### TEXT SEGMENT
· · · ·

At about 11.00AM my friends went on a scouting party and found a open door unguarded and slipped out, when I received the tip and by the time I went there staff have figured it out and the door was closed shut right before me. Then I saw the watchman going to the loo and walked out of the front door just like that, collected my friends and joined other in front of the red building by 11.20AM.

The Sitting

The tar road in front of the Red building at 11.30 in a sunny day. There couldn’t be a bad choice for sitting all day in the shady green campus. But this is activism and it has to be done (it looked like that). So we sat there all day.

Amid all this, someone informed us that the university VC is on his way to the scene and a poster is on its way, we are supposed to hear him talk and sign on the poster and move away. This created a small outcry and I think plan was dropped. What actually happened was, the VC arrived, talked without a public address system and the staff members stood under the building watching over us. Which effectively meant nothing to a large section of us who didn’t hear a single word.

Co-ordination and Organization

Sitting there all day, almost every word I heard was about the number of holidays they would get, how the internals would be affected, whether they would be given attendance for the day and what the poor souls from the Computer Science Department will do as their technical events start today. Every now and then among the shouts about posing right for the media cameras I would hear about the Sri-Lankan issue. I shifted my place 3 to 4 times trying to locate myself into the core group, but to no success, for I couldn’t find the core group.

· · · ·

### RECORDED DATA
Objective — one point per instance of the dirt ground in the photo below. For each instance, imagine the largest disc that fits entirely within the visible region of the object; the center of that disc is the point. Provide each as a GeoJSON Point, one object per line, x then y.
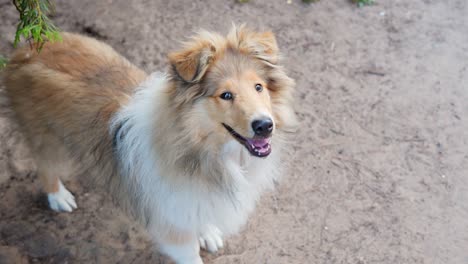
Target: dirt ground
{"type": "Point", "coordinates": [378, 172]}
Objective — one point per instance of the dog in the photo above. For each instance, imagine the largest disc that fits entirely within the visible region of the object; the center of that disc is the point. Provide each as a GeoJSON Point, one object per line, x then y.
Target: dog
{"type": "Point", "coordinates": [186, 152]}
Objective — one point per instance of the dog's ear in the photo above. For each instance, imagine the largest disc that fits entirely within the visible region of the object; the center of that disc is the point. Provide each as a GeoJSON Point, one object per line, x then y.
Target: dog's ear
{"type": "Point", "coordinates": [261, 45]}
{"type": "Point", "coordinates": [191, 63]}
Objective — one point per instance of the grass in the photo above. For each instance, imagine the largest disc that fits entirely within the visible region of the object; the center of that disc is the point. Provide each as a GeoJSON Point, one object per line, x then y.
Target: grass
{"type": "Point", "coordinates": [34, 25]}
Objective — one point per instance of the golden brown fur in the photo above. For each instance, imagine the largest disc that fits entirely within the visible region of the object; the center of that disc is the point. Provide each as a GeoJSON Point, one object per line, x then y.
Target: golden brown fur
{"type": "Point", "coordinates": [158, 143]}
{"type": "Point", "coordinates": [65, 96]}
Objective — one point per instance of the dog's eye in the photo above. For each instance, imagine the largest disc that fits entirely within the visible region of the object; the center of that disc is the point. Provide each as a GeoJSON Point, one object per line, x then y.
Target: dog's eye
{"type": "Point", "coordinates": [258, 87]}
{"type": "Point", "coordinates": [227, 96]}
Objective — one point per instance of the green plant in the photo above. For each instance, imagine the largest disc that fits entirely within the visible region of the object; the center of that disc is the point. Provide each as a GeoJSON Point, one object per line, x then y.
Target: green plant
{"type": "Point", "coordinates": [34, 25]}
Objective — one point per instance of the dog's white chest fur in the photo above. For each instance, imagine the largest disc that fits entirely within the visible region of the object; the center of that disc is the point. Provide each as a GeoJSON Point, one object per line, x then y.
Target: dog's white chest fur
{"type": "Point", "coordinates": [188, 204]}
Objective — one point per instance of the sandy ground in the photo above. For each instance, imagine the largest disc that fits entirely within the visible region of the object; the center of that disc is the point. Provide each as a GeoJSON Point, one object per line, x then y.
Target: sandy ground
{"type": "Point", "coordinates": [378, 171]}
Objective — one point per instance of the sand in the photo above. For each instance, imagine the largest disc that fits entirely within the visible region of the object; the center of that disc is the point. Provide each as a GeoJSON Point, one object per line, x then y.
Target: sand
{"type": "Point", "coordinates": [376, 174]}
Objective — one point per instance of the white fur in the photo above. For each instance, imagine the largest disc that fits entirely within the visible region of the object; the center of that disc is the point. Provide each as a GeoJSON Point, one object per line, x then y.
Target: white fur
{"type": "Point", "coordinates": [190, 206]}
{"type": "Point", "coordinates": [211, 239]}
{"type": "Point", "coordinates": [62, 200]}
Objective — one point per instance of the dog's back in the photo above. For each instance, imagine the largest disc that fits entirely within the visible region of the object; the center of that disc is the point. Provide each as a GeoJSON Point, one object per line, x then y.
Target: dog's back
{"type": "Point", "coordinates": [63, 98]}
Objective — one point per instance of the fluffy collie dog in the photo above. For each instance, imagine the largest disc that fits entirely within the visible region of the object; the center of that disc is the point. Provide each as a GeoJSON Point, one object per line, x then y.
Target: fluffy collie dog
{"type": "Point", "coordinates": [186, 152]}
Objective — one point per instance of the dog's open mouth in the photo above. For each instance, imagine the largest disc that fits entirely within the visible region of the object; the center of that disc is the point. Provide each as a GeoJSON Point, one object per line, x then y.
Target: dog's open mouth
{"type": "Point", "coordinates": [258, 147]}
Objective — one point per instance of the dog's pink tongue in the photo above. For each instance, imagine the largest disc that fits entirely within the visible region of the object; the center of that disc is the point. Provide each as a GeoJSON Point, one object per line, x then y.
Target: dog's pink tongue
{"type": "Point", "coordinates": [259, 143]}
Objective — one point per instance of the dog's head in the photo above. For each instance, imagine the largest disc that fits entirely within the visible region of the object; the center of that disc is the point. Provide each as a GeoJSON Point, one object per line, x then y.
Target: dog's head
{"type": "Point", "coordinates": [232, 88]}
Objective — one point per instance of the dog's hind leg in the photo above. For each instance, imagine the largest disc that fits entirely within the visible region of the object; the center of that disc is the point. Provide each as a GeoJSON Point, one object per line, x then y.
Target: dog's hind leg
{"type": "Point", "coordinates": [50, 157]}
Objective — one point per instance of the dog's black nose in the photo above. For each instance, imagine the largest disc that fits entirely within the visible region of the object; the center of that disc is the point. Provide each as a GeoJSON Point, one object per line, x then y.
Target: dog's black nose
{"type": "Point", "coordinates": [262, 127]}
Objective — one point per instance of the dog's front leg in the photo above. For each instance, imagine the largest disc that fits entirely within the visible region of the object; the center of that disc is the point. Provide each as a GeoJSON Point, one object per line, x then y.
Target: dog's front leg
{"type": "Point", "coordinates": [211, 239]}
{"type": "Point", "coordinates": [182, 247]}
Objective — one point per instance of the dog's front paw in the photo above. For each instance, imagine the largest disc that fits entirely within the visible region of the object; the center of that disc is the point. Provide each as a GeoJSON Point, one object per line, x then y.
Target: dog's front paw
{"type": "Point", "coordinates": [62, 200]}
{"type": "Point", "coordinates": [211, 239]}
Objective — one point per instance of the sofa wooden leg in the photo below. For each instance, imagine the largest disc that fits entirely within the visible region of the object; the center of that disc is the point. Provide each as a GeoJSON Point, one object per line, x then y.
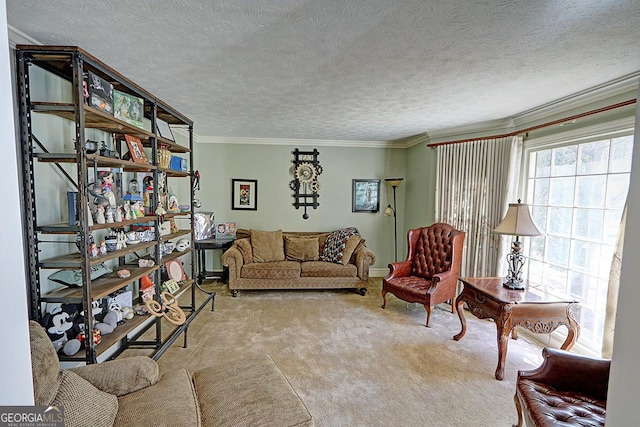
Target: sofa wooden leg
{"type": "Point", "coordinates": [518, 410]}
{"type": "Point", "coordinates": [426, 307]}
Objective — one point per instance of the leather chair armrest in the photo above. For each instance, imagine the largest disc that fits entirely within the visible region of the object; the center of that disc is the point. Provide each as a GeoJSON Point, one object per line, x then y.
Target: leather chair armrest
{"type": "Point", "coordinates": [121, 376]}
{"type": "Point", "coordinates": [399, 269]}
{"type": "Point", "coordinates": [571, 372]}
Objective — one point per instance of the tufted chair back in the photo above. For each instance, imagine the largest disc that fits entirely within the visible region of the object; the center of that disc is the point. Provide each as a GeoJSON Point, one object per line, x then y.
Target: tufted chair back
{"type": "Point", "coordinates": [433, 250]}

· · · ·

### PROBLEM TO SOLVE
Copy the stretch of the campus sit-in account from "The Sitting" through "a single word." word for word.

### RESPONSE TO THE TASK
The Sitting

The tar road in front of the Red building at 11.30 in a sunny day. There couldn’t be a bad choice for sitting all day in the shady green campus. But this is activism and it has to be done (it looked like that). So we sat there all day.

Amid all this, someone informed us that the university VC is on his way to the scene and a poster is on its way, we are supposed to hear him talk and sign on the poster and move away. This created a small outcry and I think plan was dropped. What actually happened was, the VC arrived, talked without a public address system and the staff members stood under the building watching over us. Which effectively meant nothing to a large section of us who didn’t hear a single word.